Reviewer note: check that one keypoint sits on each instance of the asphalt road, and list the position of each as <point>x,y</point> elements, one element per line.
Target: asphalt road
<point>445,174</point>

==

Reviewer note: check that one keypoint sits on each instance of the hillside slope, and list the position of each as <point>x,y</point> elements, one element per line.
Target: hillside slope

* * *

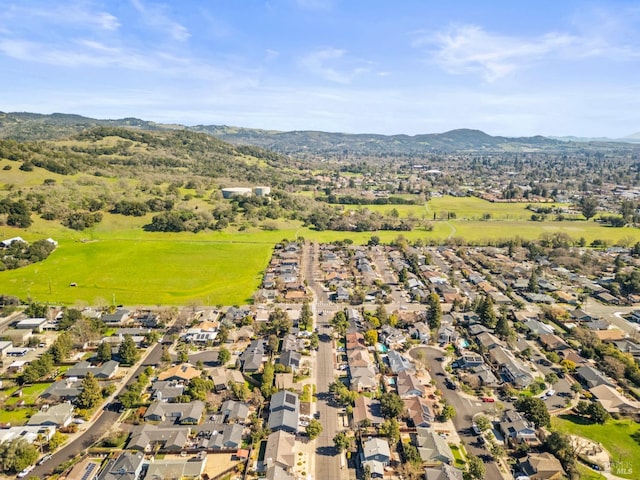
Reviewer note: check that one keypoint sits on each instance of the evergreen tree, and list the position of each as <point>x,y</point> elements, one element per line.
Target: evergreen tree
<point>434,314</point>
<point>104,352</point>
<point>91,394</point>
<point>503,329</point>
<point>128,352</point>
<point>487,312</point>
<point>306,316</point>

- Goal of the exercise: In which lines of the records does the word "hillside" appear? Copy each of them.

- Reply:
Reviewer note: check that one keypoint sits on each instance of the hillside slope, and list the position of each as <point>x,y</point> elements, one element per line.
Target: hillside slope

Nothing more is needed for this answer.